**GIVEN PROBLEM**: Render every line of the rows below as a numbered list, leaving out any blank lines.

'''

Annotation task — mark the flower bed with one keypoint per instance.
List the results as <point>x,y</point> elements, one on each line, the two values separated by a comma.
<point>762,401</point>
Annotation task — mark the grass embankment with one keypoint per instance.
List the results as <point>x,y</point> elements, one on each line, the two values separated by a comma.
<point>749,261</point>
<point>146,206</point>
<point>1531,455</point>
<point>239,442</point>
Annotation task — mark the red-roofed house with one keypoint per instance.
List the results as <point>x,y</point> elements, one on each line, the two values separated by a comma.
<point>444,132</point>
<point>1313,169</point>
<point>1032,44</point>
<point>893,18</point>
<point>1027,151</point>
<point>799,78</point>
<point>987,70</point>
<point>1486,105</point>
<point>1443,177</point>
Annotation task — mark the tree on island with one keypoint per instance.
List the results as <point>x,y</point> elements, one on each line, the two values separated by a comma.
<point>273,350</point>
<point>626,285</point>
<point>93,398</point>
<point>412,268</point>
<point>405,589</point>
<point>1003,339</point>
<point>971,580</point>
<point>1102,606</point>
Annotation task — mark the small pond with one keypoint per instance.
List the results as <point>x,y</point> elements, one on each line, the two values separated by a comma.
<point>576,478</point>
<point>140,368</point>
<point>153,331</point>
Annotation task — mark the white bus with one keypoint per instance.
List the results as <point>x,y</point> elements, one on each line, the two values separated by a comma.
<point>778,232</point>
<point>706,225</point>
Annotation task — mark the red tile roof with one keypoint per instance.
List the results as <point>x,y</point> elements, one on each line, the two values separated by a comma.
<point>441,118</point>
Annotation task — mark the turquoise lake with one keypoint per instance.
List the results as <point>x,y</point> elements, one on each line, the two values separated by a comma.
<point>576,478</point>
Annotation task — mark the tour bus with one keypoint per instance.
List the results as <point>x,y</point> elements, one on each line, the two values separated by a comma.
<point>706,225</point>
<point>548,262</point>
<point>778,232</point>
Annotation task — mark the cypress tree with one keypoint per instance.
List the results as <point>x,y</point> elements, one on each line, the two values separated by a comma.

'''

**FINAL RESULT**:
1. Annotation task — mark the flower bed with one keypoint per instance.
2. List the results as <point>x,y</point> elements, one on each line, the two values separated by a comma.
3. <point>762,401</point>
4. Annotation task — mark the grass embankment with one keypoint per instance.
5. List the results as <point>x,y</point> elements, one on each line, the two values separated by a comma.
6. <point>749,261</point>
7. <point>146,206</point>
8. <point>1531,455</point>
9. <point>239,442</point>
10. Annotation task — mark the red-roofed house with one keypoint per instance.
11. List the results as <point>x,y</point> elements, one on each line, the two values separated by a comma.
12. <point>444,132</point>
13. <point>1313,169</point>
14. <point>1032,44</point>
15. <point>893,18</point>
16. <point>1027,151</point>
17. <point>799,78</point>
18. <point>987,70</point>
19. <point>1486,105</point>
20. <point>1443,177</point>
21. Annotation task — mark the tree on island with one keypoint per instance.
22. List the results as <point>x,y</point> elements, one on each line, the two values separated by a comma.
23. <point>273,350</point>
24. <point>626,285</point>
25. <point>93,398</point>
26. <point>412,268</point>
27. <point>405,589</point>
28. <point>1003,339</point>
29. <point>971,580</point>
30. <point>1102,606</point>
31. Annotation task — mark the small pond with one keypoint per instance.
32. List the results as <point>x,y</point> elements, one on each line, the two values separated by a comma.
33. <point>576,478</point>
34. <point>140,368</point>
35. <point>153,331</point>
36. Annotation task — mark the white bus with one keypoint per instance.
37. List the results as <point>x,y</point> elements, one on each line, the two values separated by a comma.
38. <point>778,232</point>
39. <point>706,225</point>
40. Annotation task — mark the red tile roof with one keypoint per instance.
41. List the results as <point>x,y</point> elements, one on each line, the two values separated by a comma.
42. <point>441,118</point>
43. Annotation task — mark the turquoise lake with one keypoint per instance.
44. List the results as <point>x,y</point> elements, one on each line, the two values separated by a comma.
45. <point>576,478</point>
46. Annotation task — mark the tour bus with one keypoint per instance.
47. List the results as <point>x,y</point> elements, one on each line, the two values separated by a comma.
48. <point>706,225</point>
49. <point>548,262</point>
50. <point>778,232</point>
51. Annotation task — mark the cypress tree with one keypoint per instance.
52. List the results as <point>x,y</point> elements, one on each line, the two values separated by a comma.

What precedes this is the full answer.